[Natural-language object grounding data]

◇ ◇ ◇ ◇

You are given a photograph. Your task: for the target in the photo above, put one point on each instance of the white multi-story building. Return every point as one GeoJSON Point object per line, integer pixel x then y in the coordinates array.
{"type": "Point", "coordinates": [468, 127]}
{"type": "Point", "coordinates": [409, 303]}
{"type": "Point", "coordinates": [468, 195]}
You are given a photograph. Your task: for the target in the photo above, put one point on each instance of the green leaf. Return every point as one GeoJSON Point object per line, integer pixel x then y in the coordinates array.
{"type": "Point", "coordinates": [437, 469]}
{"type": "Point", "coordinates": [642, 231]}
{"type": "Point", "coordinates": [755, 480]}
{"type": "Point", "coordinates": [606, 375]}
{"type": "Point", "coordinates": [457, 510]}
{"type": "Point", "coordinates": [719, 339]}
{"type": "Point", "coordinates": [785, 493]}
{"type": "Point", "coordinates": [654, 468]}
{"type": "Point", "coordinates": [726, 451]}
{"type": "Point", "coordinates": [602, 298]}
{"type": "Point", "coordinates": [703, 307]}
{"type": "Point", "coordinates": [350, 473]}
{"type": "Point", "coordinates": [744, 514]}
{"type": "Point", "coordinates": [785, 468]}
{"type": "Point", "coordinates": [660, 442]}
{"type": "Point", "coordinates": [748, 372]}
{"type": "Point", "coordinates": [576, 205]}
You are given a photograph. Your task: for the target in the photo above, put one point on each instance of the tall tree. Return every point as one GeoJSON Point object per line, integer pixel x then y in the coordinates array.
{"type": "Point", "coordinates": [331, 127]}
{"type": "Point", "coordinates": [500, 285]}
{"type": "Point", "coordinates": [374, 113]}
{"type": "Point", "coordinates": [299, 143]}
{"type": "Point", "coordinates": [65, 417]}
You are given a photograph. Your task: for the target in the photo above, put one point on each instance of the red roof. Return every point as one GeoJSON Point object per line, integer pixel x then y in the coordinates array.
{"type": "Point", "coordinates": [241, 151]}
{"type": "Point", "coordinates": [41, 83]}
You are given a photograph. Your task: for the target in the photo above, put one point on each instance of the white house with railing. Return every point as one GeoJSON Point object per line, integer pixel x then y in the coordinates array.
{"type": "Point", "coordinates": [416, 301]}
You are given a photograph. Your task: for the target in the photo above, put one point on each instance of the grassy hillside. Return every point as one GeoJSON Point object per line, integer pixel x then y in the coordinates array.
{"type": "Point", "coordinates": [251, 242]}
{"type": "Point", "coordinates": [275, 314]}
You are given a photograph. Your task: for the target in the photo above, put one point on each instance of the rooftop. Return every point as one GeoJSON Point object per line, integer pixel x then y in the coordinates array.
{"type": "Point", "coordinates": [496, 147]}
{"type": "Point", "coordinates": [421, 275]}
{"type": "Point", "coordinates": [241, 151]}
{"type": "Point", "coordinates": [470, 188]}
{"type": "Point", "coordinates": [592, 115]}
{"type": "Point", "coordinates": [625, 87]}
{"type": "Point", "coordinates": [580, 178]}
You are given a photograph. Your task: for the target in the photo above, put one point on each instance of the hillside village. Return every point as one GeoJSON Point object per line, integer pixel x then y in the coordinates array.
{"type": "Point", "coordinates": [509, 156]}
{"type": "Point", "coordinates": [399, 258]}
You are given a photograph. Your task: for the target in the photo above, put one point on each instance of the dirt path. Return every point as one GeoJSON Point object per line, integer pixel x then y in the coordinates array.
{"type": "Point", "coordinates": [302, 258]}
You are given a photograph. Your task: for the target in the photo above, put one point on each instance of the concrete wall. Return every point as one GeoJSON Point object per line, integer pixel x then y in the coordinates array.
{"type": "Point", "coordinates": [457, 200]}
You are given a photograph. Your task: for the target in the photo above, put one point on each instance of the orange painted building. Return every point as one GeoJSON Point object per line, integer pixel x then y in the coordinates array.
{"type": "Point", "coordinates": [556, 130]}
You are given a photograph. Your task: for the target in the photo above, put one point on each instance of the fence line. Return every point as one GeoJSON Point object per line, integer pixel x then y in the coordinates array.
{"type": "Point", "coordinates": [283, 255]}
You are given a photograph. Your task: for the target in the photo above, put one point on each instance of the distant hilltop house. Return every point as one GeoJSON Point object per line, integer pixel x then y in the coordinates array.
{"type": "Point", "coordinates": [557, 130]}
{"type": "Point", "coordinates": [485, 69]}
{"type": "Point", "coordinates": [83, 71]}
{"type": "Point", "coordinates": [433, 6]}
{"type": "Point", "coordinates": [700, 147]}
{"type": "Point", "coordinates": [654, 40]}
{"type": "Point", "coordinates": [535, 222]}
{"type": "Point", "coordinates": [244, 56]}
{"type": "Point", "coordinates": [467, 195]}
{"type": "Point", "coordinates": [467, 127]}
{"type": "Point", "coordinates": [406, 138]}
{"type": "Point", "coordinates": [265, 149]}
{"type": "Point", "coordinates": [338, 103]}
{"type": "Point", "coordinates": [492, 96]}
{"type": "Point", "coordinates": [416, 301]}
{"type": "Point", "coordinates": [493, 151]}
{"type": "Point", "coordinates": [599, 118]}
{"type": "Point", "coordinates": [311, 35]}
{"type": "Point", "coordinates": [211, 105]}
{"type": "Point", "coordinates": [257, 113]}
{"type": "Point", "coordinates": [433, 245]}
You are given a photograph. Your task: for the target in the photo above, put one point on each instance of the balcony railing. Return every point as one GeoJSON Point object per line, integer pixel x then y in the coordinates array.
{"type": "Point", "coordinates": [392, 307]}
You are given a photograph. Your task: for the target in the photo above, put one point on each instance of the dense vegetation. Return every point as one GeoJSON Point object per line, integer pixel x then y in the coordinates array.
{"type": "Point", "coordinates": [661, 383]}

◇ ◇ ◇ ◇

All of the entries above need to be set down again exactly.

Solution to this exercise:
You are given a photograph. Your task: for the target in the photo above, put one point on each instance of the white multi-story building. Return every point as one GeoJSON Point object per line, integer pixel x then y in the coordinates array.
{"type": "Point", "coordinates": [468, 127]}
{"type": "Point", "coordinates": [409, 303]}
{"type": "Point", "coordinates": [468, 195]}
You are given a photograph. Your task: for the target in the photo above, put one point on each instance of the green leaf. Return every point as one GeoJSON Point object per line, integer pixel x then y in the coordinates array.
{"type": "Point", "coordinates": [437, 469]}
{"type": "Point", "coordinates": [642, 231]}
{"type": "Point", "coordinates": [755, 480]}
{"type": "Point", "coordinates": [606, 375]}
{"type": "Point", "coordinates": [457, 510]}
{"type": "Point", "coordinates": [719, 339]}
{"type": "Point", "coordinates": [785, 493]}
{"type": "Point", "coordinates": [654, 468]}
{"type": "Point", "coordinates": [726, 451]}
{"type": "Point", "coordinates": [602, 298]}
{"type": "Point", "coordinates": [703, 307]}
{"type": "Point", "coordinates": [350, 473]}
{"type": "Point", "coordinates": [744, 514]}
{"type": "Point", "coordinates": [785, 468]}
{"type": "Point", "coordinates": [660, 442]}
{"type": "Point", "coordinates": [748, 372]}
{"type": "Point", "coordinates": [576, 205]}
You are given a photograph. Your task: for the target in the photo above, put one point on each instance of the tall tree. Return every point as one GeoJSON Point object per line, integer pixel x then y in the coordinates array.
{"type": "Point", "coordinates": [331, 127]}
{"type": "Point", "coordinates": [500, 285]}
{"type": "Point", "coordinates": [374, 113]}
{"type": "Point", "coordinates": [299, 143]}
{"type": "Point", "coordinates": [65, 417]}
You are given a photograph. Your task: for the target in the photo above, put one point on each instance of the red roof. Return every point as one GeoJSON Point object per line, integer pixel x then y in the coordinates array.
{"type": "Point", "coordinates": [241, 151]}
{"type": "Point", "coordinates": [41, 83]}
You are given a photograph. Your task: for the target in the photo above, put one point on each instance of the white house with railing. Return every point as one GeoJSON Point object per line, integer pixel x then y in the coordinates array.
{"type": "Point", "coordinates": [416, 301]}
You are given a photograph. Your task: for the target in the photo above, put one point on each instance of the grassy hillside. Return every point as one GeoJSON Point object per line, integer pixel x then y in the coordinates array.
{"type": "Point", "coordinates": [251, 242]}
{"type": "Point", "coordinates": [275, 314]}
You are given a photograph. Your task: for the target in the photo above, put one point on each instance of the rooftop. Return every point as one GeoJSON Point object per line, integer pixel x then y in the coordinates array.
{"type": "Point", "coordinates": [496, 147]}
{"type": "Point", "coordinates": [421, 275]}
{"type": "Point", "coordinates": [241, 151]}
{"type": "Point", "coordinates": [470, 188]}
{"type": "Point", "coordinates": [592, 115]}
{"type": "Point", "coordinates": [625, 87]}
{"type": "Point", "coordinates": [580, 178]}
You are given a photograph. Your task: for the target in the photo above, put one point on each instance of the hillside village. Return every point as one GeoJSON Point object per line, integer pixel x then y in the coordinates array.
{"type": "Point", "coordinates": [509, 156]}
{"type": "Point", "coordinates": [399, 258]}
You are given a photograph. Your task: for the target in the photo above, put one point on each instance of the dirt path. Return every point as one GeoJSON Point object per line, integer pixel x then y in the coordinates array.
{"type": "Point", "coordinates": [302, 258]}
You are given a photograph. Your task: for the target in the photo above, put one point on each instance of the concrete wall. Return every point as one GeoJSON Point object per line, integer pixel x then y in the coordinates array.
{"type": "Point", "coordinates": [457, 200]}
You are given a photograph. Your task: for the target in the photo above, put one point on each instance of the orange painted building. Return every point as one GeoJSON Point object per line, integer pixel x then y in the coordinates array.
{"type": "Point", "coordinates": [556, 130]}
You are given a photograph. Your task: for the target in the photo above, put one point on each instance of the fence line. Return every point as one GeoJSON Point object per line, integer pixel x then y in the coordinates array.
{"type": "Point", "coordinates": [283, 255]}
You are given a photograph. Your task: for the target in the photo above, put one point on each instance of the distant hilltop house. Return every point as one GeoJSON Point object per line, integer pixel x then y in the coordinates array.
{"type": "Point", "coordinates": [557, 130]}
{"type": "Point", "coordinates": [485, 69]}
{"type": "Point", "coordinates": [83, 71]}
{"type": "Point", "coordinates": [433, 6]}
{"type": "Point", "coordinates": [700, 147]}
{"type": "Point", "coordinates": [654, 40]}
{"type": "Point", "coordinates": [535, 222]}
{"type": "Point", "coordinates": [244, 56]}
{"type": "Point", "coordinates": [467, 195]}
{"type": "Point", "coordinates": [467, 127]}
{"type": "Point", "coordinates": [406, 138]}
{"type": "Point", "coordinates": [265, 149]}
{"type": "Point", "coordinates": [338, 103]}
{"type": "Point", "coordinates": [492, 96]}
{"type": "Point", "coordinates": [416, 301]}
{"type": "Point", "coordinates": [493, 151]}
{"type": "Point", "coordinates": [599, 118]}
{"type": "Point", "coordinates": [311, 35]}
{"type": "Point", "coordinates": [211, 105]}
{"type": "Point", "coordinates": [257, 113]}
{"type": "Point", "coordinates": [433, 245]}
You are given a photograph. Your task: for the target in the photo above, put one point on each instance of the balcony railing. Return every point as one GeoJSON Point object per line, integer pixel x then y in the coordinates array.
{"type": "Point", "coordinates": [392, 307]}
You are given a photograph. Your task: for the target in the photo above, put one point on each instance of the dense vegetation. Return every point as one GeoJSON Point object per line, integer pixel x then y in the coordinates array.
{"type": "Point", "coordinates": [661, 383]}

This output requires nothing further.